» **Exercise prompt**:
Whatever the records say, give every one of them again exactly.
☆ ☆ ☆ ☆
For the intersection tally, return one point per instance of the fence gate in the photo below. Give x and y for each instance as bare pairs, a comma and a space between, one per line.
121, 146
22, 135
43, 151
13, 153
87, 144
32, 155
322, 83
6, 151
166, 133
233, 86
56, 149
☆ ☆ ☆ ☆
» **Task answer**:
For the intersection tally, return one point per instance of the fence gate in the photo below. Give x and y for each instance as bare pairs, a comma and a space between, one per line.
121, 146
22, 135
43, 151
13, 153
87, 144
32, 155
322, 83
6, 151
166, 133
233, 86
56, 149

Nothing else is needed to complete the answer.